■ Problem
Render each line of the items below as a Markdown table with two columns, Row and Line, numbering the rows and omitting any blank lines.

┄┄┄┄┄┄

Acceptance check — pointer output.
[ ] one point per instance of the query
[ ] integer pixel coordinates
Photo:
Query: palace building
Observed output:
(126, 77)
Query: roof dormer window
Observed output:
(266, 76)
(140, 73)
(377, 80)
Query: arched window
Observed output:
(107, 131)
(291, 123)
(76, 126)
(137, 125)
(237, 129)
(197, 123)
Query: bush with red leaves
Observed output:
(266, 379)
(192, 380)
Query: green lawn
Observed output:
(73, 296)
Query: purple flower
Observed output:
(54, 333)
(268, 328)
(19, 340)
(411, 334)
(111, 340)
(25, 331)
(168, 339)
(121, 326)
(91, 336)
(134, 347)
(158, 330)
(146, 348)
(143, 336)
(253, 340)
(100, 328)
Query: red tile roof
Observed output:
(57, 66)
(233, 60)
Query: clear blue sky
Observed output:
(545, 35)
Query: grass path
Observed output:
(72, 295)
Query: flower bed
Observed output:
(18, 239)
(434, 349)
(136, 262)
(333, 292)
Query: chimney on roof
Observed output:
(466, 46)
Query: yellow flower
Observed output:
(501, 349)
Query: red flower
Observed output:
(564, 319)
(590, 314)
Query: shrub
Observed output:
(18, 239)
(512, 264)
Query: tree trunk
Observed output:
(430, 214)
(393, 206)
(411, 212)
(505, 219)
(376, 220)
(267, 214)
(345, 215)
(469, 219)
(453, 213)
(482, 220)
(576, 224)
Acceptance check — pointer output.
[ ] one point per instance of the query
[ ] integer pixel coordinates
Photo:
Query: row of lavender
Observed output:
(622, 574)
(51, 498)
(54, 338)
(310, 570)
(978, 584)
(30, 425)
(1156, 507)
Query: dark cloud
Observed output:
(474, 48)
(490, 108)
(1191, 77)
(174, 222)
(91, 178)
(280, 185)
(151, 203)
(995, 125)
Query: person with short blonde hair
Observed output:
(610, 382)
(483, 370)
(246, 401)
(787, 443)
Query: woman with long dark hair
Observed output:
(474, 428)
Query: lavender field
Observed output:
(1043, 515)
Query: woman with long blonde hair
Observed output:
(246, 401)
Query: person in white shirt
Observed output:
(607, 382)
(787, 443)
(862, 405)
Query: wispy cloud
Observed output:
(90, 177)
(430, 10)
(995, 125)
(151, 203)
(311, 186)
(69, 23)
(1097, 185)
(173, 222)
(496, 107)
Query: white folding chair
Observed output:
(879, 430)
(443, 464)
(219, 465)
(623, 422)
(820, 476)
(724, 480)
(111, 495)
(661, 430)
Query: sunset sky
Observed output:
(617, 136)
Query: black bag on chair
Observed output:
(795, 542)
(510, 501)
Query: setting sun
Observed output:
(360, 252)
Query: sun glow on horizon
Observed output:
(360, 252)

┄┄┄┄┄┄

■ Solution
| Row | Line |
|---|---|
| 1 | Acceptance check — pointer output. |
| 2 | [ ] one point per instance of the query |
| 3 | [ ] integer pixel coordinates |
| 4 | Photo: |
| 5 | Query: palace building |
| 6 | Observed output: |
| 7 | (126, 77) |
| 8 | Query: roof dormer window |
| 9 | Observed output: |
| 10 | (266, 76) |
| 11 | (140, 73) |
| 12 | (377, 80) |
| 13 | Query: arched window |
| 14 | Observed output: |
| 15 | (107, 131) |
| 16 | (291, 123) |
| 17 | (76, 126) |
| 18 | (137, 125) |
| 19 | (237, 129) |
| 20 | (197, 123) |
| 21 | Query: bush with red leaves |
| 22 | Observed output: |
| 23 | (266, 379) |
| 24 | (192, 380) |
| 25 | Query: green lawn |
| 26 | Observed output: |
| 27 | (73, 296) |
| 28 | Query: purple flower |
| 29 | Observed output: |
| 30 | (54, 333) |
| 31 | (268, 328) |
| 32 | (19, 340) |
| 33 | (411, 334) |
| 34 | (111, 340) |
| 35 | (25, 331) |
| 36 | (168, 339) |
| 37 | (121, 326) |
| 38 | (91, 336) |
| 39 | (134, 347) |
| 40 | (158, 330) |
| 41 | (146, 348) |
| 42 | (143, 336) |
| 43 | (253, 340) |
| 44 | (100, 328) |
| 45 | Query: red tile roof |
| 46 | Observed output: |
| 47 | (57, 66) |
| 48 | (233, 60) |
| 49 | Query: clear blue sky |
| 50 | Observed output: |
| 51 | (545, 35) |
| 52 | Query: grass path |
| 53 | Observed output: |
| 54 | (72, 295) |
| 55 | Query: flower bed |
| 56 | Observed output: |
| 57 | (18, 239) |
| 58 | (434, 349) |
| 59 | (136, 262) |
| 60 | (333, 292) |
| 61 | Query: chimney on roof |
| 62 | Observed output: |
| 63 | (466, 46) |
| 64 | Query: yellow flower |
| 65 | Observed output: |
| 66 | (501, 349) |
| 67 | Query: red flower |
| 68 | Observed output: |
| 69 | (564, 319) |
| 70 | (590, 314) |
| 71 | Query: shrub |
| 72 | Observed output: |
| 73 | (18, 239) |
| 74 | (512, 264) |
| 75 | Query: tree trunk |
| 76 | Observed output: |
| 77 | (430, 214) |
| 78 | (393, 206) |
| 79 | (411, 212) |
| 80 | (505, 219) |
| 81 | (376, 220) |
| 82 | (267, 214) |
| 83 | (345, 215) |
| 84 | (469, 219) |
| 85 | (453, 213) |
| 86 | (482, 220) |
| 87 | (576, 224) |
| 88 | Acceptance check — pointer output. |
| 89 | [ ] one point per instance of the query |
| 90 | [ ] integer pixel coordinates |
| 91 | Photo: |
| 92 | Query: row of lavender |
| 93 | Observed output: |
| 94 | (622, 574) |
| 95 | (51, 498) |
| 96 | (54, 338) |
| 97 | (310, 570) |
| 98 | (978, 584) |
| 99 | (30, 425) |
| 100 | (1156, 507) |
| 101 | Query: dark cloud |
| 102 | Observed output: |
| 103 | (474, 48) |
| 104 | (490, 108) |
| 105 | (1191, 77) |
| 106 | (174, 222) |
| 107 | (91, 178) |
| 108 | (280, 185) |
| 109 | (151, 203) |
| 110 | (995, 125) |
| 111 | Query: person with short blonde hair |
| 112 | Observed output: |
| 113 | (610, 382) |
| 114 | (483, 370) |
| 115 | (246, 401) |
| 116 | (787, 443) |
| 117 | Query: woman with long dark hair |
| 118 | Observed output: |
| 119 | (474, 428) |
| 120 | Query: lavender field |
| 121 | Observed output: |
| 122 | (1043, 515) |
| 123 | Query: woman with long blonde hair |
| 124 | Observed output: |
| 125 | (246, 401) |
| 126 | Query: person in white shirt |
| 127 | Observed output: |
| 128 | (607, 382) |
| 129 | (787, 443) |
| 130 | (862, 405) |
| 131 | Query: wispy cloud |
| 132 | Observed output: |
| 133 | (90, 177) |
| 134 | (430, 10) |
| 135 | (995, 125) |
| 136 | (151, 203) |
| 137 | (311, 186) |
| 138 | (69, 23) |
| 139 | (1097, 185) |
| 140 | (173, 222) |
| 141 | (496, 107) |
| 142 | Query: white folding chair |
| 143 | Observed output: |
| 144 | (879, 430) |
| 145 | (443, 464) |
| 146 | (219, 465) |
| 147 | (623, 422) |
| 148 | (820, 476) |
| 149 | (724, 480) |
| 150 | (111, 495) |
| 151 | (661, 430) |
| 152 | Query: sunset sky |
| 153 | Observed output: |
| 154 | (617, 136) |
| 155 | Query: black bag on chair |
| 156 | Observed output: |
| 157 | (795, 542) |
| 158 | (510, 501) |
| 159 | Query: setting sun |
| 160 | Observed output: |
| 161 | (360, 252) |
| 162 | Query: sun glow on horizon |
| 163 | Observed output: |
| 164 | (360, 252) |